::: Extracted data :::

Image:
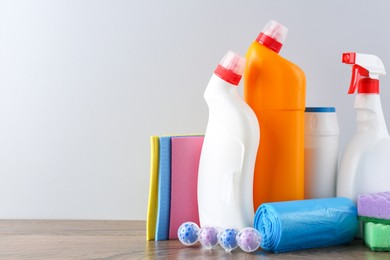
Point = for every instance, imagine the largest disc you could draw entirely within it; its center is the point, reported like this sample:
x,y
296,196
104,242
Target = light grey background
x,y
83,84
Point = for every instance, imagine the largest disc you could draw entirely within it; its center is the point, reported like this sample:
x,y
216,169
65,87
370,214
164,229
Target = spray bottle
x,y
365,166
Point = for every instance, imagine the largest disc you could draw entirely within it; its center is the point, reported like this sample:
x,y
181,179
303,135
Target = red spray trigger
x,y
358,73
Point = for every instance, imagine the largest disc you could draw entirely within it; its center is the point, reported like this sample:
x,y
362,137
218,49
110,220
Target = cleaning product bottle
x,y
275,89
365,166
225,176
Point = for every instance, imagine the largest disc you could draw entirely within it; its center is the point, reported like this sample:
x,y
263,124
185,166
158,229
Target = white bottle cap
x,y
234,62
231,68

:::

» Task to carry out
Please copy all of the records above word for word, leaving the pictures out.

» Output for this task
Image:
Point = for every instance, imagine the largest disc you could draw entirely within it; its center is the point, reported like this sample:
x,y
296,196
104,242
Target = light grey background
x,y
83,84
Point = for every instance, imagine the largest disc you could draw entirely within it; its center is the point, reported like this sample:
x,y
216,169
65,87
370,214
164,229
Target = spray bottle
x,y
365,166
Point = for every instance, imagine the largest disc you could draw entirely within it; its center is the point, reported like this sample:
x,y
181,179
303,135
Target = red spray trigger
x,y
358,73
Point = for every instance, imagine the largest disc you could draw entirely within it; its center is the point, reported like this sample:
x,y
362,137
218,49
110,220
Target = cleaning product bottle
x,y
275,89
365,166
225,176
Point = for every instance, imagine the largest disc you could draw entirely within it; its center is the point, reported like this sample:
x,y
263,124
185,166
158,229
Target = white bottle cap
x,y
234,62
231,68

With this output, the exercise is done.